- PROVIDED TEXT -

The Province and the Periphery

Peripheral populations in Pakistan, particularly those in challenging topographies, struggle to obtain proper health services. Chaghi, where Taftaan is situated, is the largest district in the province, but it performs poorly on human-development indicators. As a border district, Chaghi hosts a scattered, rural population, including many Afghan refugees. With few functioning mechanisms for relief or containment, Chaghi was the least likely candidate for frontline crisis response. “I spent 22 days in the camp,” a resident told us. “For 18 days there was no testing. On the 19th day they did a swab test, and I tested positive.”

There were difficulties in finding and dispatching medical personnel. Staffing state health facilities in Pakistan’s peripheries is a challenge in the best of times, but in this case the prospective staff did not have confidence in their employers’ care for their safety. “There was too much fear about the pandemic,” said one, “and we knew there was no protective gear available.” The Young Doctors Association of Balochistan resisted deployment to Taftaan, and protests demanding protective equipment resulted in unsavory images of doctors facing a baton charge and being arrested for insubordination and agitation. The Lady Medical Officers also refused a Health Department order to go to Taftaan, and were then directed to file a formal explanation.

- PROVIDED RECORDS -
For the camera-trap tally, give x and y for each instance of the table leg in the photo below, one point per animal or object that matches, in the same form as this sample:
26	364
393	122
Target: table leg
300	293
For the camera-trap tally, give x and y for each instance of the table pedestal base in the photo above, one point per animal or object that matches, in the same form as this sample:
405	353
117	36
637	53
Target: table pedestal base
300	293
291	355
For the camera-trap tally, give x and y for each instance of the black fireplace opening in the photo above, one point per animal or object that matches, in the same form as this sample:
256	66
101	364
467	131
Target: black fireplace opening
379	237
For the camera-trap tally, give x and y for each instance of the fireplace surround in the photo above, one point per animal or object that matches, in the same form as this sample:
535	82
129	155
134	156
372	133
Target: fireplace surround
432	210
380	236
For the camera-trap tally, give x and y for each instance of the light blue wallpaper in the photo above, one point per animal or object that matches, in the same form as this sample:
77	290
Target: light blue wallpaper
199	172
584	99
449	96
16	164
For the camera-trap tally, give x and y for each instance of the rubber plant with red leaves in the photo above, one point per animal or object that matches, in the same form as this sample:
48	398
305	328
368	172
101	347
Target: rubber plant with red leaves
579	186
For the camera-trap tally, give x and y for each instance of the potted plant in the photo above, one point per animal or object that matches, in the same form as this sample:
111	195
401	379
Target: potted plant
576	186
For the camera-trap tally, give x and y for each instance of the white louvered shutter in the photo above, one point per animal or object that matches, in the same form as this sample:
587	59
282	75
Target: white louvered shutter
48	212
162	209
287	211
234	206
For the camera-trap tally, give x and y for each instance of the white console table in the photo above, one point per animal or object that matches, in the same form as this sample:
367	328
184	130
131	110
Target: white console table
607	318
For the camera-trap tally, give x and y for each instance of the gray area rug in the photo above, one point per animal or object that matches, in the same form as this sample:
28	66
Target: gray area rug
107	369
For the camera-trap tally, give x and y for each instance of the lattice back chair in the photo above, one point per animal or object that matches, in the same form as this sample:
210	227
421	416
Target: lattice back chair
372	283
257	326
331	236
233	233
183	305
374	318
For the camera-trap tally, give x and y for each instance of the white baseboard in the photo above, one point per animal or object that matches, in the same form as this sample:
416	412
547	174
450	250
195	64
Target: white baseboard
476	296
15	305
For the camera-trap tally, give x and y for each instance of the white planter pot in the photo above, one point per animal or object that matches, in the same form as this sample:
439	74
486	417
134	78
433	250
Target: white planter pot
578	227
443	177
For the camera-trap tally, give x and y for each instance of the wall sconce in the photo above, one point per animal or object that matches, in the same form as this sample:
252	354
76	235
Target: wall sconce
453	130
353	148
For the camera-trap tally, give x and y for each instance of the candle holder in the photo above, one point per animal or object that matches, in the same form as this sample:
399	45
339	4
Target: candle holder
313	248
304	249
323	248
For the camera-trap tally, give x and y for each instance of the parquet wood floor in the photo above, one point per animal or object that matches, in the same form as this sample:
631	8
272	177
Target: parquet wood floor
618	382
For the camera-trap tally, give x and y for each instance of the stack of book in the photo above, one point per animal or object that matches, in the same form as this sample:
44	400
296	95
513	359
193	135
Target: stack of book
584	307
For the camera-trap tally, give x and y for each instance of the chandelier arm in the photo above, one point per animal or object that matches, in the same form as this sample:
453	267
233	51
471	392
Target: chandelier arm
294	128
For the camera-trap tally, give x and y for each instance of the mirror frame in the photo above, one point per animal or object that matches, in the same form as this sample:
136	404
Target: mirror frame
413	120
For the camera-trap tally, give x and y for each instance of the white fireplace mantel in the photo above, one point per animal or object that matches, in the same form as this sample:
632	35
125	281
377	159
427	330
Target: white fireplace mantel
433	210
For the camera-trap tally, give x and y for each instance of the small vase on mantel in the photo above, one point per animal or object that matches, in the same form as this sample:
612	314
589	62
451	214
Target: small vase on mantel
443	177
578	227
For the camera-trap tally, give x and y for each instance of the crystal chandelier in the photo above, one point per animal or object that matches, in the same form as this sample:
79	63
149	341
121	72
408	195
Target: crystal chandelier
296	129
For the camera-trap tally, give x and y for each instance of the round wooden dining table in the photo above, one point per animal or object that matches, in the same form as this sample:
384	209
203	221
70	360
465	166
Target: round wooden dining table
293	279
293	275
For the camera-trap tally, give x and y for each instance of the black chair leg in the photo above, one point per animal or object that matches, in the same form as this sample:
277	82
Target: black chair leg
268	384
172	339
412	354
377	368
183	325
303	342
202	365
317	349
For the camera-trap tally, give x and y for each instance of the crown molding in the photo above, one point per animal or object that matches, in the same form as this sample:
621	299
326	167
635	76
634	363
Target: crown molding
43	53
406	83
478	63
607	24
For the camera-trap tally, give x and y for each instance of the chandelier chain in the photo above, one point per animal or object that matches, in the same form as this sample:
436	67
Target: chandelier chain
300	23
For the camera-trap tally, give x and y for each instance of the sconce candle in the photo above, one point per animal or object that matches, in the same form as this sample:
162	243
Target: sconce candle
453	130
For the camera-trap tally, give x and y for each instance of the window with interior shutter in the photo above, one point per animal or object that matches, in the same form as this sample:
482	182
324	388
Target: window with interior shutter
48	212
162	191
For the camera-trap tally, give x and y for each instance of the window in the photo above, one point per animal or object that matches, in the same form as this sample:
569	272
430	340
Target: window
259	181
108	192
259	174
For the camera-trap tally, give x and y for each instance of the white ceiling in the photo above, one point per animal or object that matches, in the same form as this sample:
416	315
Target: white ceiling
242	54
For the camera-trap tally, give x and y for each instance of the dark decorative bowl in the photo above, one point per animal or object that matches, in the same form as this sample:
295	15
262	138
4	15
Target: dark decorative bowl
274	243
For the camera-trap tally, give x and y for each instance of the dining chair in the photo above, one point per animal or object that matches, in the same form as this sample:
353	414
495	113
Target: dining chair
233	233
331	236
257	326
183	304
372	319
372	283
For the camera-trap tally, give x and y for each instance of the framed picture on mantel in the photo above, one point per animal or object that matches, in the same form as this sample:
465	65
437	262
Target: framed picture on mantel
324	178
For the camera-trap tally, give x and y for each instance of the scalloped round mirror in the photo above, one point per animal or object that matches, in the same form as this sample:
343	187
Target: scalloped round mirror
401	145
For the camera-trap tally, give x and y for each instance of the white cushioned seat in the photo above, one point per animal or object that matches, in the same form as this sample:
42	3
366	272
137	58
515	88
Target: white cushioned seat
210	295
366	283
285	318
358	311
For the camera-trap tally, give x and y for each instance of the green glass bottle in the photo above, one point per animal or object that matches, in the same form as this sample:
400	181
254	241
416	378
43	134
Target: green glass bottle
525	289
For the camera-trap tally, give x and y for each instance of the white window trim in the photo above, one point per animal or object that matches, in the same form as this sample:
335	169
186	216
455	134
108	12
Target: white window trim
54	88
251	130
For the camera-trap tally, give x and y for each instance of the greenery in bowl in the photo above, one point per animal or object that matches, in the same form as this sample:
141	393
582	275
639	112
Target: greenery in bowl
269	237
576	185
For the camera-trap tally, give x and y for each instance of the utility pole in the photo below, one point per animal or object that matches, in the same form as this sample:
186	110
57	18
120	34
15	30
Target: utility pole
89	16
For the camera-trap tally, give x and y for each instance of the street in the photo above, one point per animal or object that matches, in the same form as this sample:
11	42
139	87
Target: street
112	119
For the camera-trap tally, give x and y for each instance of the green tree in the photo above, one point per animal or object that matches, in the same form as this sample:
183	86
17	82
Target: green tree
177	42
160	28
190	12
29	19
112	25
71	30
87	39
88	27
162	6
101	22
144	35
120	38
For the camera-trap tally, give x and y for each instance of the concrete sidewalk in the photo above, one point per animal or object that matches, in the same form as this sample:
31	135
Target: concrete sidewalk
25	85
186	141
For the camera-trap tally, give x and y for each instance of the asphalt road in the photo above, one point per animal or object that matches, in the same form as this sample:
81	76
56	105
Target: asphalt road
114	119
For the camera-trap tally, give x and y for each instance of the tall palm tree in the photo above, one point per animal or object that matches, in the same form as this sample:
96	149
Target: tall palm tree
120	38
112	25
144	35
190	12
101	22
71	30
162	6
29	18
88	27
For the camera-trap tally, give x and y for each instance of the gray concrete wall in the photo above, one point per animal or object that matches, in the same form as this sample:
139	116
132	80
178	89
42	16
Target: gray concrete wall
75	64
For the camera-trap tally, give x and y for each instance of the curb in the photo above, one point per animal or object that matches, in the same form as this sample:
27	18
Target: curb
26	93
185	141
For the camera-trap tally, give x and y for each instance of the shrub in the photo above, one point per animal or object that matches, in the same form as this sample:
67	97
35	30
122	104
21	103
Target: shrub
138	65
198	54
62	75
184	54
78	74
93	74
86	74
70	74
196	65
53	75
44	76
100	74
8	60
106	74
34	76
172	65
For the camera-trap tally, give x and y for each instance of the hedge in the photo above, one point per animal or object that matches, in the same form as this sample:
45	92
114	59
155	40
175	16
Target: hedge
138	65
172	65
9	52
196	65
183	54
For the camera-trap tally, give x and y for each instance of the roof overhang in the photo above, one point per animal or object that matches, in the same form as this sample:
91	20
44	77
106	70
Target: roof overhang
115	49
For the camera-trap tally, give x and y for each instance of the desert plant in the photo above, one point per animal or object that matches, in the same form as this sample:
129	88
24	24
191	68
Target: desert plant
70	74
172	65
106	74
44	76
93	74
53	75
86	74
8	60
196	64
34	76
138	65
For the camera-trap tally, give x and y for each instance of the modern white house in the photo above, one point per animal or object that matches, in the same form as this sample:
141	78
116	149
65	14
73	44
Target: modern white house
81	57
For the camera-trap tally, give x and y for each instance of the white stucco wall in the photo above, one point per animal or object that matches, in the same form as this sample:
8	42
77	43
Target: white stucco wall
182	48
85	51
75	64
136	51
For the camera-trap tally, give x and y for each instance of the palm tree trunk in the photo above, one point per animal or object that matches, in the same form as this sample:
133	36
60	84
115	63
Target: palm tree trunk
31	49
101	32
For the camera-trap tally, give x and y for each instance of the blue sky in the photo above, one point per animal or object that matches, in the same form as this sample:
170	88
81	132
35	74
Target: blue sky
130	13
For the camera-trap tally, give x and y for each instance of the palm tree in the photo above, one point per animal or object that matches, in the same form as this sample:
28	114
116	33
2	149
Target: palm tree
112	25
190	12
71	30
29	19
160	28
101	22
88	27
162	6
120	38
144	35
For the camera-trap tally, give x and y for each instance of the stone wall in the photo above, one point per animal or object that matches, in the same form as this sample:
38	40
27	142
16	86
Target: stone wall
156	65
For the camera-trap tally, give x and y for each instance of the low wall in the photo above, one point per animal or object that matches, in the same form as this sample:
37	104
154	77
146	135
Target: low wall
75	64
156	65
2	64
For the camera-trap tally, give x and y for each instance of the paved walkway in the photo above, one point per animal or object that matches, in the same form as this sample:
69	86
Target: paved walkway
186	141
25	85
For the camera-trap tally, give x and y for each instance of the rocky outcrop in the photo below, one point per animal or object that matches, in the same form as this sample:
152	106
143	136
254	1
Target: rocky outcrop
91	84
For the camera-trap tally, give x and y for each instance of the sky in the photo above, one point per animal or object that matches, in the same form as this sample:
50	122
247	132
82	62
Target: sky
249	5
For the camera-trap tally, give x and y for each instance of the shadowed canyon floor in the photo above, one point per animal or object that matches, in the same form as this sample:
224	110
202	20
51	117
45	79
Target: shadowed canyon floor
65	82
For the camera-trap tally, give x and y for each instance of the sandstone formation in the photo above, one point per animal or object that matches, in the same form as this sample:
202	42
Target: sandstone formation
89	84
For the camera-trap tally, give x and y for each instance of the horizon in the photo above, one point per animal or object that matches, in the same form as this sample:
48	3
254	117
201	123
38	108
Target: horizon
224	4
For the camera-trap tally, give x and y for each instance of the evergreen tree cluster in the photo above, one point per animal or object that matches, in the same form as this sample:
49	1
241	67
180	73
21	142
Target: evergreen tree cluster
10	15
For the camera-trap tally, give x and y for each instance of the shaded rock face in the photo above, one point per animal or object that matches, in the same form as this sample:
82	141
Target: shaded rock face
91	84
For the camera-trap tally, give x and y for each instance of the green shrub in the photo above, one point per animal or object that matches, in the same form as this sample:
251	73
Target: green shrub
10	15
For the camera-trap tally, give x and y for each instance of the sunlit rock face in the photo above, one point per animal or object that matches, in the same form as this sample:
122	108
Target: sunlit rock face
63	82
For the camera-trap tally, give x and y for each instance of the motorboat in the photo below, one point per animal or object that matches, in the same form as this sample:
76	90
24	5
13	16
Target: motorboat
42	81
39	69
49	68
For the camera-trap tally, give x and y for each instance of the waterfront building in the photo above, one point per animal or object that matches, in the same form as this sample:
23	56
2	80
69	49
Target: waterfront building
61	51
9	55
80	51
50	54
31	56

- TASK PROMPT -
Write out the text on Chaghi word for word, starting with "There were difficulties" and going on through "a formal explanation.". The data were drawn from a different source than the text on Chaghi.

- RESPONSE BOX -
There were difficulties in finding and dispatching medical personnel. Staffing state health facilities in Pakistan’s peripheries is a challenge in the best of times, but in this case the prospective staff did not have confidence in their employers’ care for their safety. “There was too much fear about the pandemic,” said one, “and we knew there was no protective gear available.” The Young Doctors Association of Balochistan resisted deployment to Taftaan, and protests demanding protective equipment resulted in unsavory images of doctors facing a baton charge and being arrested for insubordination and agitation. The Lady Medical Officers also refused a Health Department order to go to Taftaan, and were then directed to file a formal explanation.